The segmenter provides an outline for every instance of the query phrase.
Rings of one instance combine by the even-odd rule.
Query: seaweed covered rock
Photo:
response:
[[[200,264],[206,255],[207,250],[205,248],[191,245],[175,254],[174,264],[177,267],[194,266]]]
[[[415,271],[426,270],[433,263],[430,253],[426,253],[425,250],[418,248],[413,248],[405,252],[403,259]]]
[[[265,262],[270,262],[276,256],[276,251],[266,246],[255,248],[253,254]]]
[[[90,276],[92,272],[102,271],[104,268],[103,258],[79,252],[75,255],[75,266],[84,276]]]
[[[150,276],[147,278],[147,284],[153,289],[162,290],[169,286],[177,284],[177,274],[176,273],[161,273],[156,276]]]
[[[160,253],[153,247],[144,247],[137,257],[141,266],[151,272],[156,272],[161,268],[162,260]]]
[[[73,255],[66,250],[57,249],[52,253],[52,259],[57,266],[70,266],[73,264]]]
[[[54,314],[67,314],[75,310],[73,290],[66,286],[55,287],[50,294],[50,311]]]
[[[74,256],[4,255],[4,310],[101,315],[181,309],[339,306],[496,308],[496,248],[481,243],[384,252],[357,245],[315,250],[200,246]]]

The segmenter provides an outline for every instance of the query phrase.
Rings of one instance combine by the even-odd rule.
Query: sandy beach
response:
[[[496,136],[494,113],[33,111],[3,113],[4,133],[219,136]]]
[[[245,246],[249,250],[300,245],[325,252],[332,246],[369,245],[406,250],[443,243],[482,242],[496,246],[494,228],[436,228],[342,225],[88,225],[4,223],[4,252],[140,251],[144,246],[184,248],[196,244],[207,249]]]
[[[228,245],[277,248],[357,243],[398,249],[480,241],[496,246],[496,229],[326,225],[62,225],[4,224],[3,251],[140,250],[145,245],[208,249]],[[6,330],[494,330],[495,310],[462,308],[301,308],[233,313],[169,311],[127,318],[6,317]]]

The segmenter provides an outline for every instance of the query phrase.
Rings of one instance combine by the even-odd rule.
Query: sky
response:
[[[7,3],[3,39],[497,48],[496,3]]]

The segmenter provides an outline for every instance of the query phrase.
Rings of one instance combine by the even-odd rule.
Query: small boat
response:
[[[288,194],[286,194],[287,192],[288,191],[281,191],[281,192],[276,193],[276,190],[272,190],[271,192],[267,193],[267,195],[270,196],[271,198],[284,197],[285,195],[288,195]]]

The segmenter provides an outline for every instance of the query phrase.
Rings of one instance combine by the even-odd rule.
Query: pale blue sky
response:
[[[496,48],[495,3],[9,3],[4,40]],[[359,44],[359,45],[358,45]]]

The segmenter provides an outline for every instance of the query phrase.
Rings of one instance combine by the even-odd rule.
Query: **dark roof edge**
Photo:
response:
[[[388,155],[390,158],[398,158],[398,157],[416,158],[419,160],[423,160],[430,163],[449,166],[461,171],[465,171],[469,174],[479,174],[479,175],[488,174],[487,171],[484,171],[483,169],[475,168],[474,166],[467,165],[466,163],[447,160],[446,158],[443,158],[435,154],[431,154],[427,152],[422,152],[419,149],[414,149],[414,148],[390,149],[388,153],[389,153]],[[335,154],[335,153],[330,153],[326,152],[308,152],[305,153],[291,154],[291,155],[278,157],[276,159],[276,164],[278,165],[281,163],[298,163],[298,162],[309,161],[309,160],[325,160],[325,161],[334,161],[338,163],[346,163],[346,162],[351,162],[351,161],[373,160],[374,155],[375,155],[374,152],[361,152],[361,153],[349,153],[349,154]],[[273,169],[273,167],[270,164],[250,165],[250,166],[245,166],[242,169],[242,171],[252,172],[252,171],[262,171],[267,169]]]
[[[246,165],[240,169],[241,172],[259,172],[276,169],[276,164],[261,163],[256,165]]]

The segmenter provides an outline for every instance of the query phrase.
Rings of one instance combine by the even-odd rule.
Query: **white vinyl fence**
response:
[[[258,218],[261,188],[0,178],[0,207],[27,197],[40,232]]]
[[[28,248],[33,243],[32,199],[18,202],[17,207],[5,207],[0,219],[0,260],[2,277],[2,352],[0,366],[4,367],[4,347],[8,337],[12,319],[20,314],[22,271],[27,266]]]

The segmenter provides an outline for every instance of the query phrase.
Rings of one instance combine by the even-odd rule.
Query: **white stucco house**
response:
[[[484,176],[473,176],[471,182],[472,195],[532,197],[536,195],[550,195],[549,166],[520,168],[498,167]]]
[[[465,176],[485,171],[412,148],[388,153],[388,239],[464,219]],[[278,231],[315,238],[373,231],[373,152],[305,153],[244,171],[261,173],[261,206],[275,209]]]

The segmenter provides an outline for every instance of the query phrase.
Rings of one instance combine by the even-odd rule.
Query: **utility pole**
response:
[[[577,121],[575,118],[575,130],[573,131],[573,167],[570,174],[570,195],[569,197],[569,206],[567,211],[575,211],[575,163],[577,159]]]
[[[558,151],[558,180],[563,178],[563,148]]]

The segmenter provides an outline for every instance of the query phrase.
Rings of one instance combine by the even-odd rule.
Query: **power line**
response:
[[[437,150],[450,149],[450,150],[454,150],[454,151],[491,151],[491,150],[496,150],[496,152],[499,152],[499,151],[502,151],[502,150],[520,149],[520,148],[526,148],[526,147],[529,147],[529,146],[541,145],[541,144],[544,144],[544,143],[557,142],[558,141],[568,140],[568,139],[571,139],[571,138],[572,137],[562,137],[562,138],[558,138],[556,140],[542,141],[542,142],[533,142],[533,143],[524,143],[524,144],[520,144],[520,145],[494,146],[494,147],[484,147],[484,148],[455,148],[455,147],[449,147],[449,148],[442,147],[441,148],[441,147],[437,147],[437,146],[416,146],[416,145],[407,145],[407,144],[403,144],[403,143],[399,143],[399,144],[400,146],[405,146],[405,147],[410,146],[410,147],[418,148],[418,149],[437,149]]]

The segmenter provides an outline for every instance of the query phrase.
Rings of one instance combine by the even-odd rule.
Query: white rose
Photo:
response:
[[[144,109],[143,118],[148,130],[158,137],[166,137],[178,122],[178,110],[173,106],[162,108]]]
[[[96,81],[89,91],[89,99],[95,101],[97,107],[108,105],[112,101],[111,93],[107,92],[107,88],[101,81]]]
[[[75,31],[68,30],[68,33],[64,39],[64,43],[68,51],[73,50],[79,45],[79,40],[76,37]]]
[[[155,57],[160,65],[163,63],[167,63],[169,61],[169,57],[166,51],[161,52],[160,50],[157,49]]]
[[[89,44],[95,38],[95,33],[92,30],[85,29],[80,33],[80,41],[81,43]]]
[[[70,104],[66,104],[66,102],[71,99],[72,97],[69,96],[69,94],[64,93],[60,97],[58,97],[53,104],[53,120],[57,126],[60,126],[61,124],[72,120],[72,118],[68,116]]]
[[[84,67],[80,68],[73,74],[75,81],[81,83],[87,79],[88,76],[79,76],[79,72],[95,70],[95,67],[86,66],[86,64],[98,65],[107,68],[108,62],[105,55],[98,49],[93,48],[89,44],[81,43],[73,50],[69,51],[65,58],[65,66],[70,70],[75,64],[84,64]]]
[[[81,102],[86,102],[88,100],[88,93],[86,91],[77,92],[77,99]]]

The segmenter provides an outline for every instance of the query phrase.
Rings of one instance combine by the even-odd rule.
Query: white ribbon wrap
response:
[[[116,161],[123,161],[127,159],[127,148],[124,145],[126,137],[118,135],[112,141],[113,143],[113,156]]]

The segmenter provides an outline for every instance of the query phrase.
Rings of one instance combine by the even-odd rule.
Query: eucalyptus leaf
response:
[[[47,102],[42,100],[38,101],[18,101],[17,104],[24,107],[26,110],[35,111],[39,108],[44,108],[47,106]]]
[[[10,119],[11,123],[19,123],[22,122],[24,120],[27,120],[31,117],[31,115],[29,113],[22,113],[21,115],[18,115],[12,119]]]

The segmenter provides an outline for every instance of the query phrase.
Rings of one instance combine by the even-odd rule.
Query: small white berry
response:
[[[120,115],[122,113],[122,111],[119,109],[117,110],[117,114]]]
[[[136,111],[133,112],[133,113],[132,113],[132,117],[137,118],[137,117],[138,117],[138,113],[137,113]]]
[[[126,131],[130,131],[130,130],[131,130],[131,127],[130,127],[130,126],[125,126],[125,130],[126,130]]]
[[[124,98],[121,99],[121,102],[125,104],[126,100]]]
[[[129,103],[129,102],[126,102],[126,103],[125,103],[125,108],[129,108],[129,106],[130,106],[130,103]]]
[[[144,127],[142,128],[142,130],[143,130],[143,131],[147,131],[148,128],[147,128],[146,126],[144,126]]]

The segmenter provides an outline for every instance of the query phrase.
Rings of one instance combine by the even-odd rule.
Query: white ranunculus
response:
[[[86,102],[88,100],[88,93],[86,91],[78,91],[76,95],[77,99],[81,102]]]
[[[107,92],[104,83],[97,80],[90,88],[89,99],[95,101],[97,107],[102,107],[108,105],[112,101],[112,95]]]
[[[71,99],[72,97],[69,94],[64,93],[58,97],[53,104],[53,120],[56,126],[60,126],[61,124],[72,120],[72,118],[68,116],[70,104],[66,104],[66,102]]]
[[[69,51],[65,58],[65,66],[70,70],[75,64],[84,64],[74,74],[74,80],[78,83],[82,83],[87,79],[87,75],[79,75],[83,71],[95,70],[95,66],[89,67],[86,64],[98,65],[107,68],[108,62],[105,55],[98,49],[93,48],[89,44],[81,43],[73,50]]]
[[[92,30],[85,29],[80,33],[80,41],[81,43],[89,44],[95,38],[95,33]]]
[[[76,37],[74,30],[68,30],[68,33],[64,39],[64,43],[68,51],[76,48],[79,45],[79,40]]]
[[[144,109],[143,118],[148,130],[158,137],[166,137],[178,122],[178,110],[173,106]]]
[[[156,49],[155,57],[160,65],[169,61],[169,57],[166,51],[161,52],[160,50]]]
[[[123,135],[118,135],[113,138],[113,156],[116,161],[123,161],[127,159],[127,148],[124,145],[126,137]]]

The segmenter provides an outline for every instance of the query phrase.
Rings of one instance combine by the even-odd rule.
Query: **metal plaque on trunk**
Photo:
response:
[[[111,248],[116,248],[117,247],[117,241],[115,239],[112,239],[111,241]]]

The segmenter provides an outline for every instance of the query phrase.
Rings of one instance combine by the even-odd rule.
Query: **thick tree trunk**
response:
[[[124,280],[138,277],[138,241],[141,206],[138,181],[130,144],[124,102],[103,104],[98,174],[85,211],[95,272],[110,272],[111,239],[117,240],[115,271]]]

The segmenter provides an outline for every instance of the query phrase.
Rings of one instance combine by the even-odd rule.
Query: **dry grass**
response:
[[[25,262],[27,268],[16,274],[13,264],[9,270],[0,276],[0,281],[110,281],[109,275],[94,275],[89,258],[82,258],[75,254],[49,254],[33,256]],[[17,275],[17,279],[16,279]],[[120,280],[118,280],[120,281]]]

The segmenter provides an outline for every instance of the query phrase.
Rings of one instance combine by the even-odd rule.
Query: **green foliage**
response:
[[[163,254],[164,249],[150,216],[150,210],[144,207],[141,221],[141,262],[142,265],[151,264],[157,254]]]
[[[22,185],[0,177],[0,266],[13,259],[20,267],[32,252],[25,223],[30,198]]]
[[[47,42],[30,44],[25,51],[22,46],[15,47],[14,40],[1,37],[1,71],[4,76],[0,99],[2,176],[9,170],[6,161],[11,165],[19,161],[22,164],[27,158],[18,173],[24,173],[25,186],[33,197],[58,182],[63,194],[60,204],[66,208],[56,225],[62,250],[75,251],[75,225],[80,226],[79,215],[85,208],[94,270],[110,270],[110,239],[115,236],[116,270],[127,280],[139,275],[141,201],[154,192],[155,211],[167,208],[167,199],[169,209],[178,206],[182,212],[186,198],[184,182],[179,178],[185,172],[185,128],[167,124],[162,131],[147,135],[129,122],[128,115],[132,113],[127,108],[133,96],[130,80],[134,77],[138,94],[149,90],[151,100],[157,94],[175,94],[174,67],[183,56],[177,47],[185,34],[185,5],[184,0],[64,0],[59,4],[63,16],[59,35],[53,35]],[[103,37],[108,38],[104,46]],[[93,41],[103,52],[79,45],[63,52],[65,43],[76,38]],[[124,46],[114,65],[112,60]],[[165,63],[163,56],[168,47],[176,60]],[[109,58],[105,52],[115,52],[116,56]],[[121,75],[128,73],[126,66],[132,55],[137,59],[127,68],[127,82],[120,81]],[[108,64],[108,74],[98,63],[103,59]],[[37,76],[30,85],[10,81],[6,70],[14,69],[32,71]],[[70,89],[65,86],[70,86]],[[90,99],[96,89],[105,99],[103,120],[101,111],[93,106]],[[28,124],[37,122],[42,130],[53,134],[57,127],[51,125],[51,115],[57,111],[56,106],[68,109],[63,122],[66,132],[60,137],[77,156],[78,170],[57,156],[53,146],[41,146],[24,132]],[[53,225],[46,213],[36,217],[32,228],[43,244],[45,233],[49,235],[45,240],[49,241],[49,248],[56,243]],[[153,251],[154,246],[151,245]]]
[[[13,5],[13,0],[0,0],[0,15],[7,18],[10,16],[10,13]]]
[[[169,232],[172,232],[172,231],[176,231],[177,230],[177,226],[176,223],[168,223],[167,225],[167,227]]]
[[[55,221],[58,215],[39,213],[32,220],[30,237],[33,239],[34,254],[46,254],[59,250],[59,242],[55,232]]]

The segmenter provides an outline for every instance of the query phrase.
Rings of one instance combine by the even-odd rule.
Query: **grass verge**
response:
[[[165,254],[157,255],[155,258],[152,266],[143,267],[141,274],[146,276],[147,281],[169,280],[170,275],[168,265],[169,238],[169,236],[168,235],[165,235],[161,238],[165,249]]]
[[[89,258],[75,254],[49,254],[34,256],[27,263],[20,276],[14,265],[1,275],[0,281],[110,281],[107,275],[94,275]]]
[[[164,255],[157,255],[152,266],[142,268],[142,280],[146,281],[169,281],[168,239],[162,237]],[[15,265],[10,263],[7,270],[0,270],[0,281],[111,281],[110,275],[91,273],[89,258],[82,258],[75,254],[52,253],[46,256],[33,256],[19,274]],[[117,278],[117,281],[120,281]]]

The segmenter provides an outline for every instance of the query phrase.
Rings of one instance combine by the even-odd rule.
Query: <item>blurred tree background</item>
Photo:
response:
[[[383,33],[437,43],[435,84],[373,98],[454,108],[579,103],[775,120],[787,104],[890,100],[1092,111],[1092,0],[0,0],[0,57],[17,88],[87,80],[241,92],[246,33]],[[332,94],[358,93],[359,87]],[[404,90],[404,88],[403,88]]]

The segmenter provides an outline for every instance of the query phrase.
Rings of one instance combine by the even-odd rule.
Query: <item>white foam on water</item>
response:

___

Please pick out and copy every line in the material above that contains the string "trunk".

Query: **metal plaque on trunk**
Query: **thick tree trunk**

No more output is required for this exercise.